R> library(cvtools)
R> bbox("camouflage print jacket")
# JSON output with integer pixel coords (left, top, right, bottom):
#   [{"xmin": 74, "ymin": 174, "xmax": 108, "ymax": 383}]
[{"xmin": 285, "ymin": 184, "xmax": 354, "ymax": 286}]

▶ WHAT YOU HAVE TO DO
Quote each of the items above word for word, with every line unchanged.

▶ ANSWER TO THE EXERCISE
R> library(cvtools)
R> bbox("camouflage print jacket")
# JSON output with integer pixel coords (left, top, right, bottom):
#   [{"xmin": 74, "ymin": 174, "xmax": 108, "ymax": 383}]
[{"xmin": 285, "ymin": 184, "xmax": 354, "ymax": 286}]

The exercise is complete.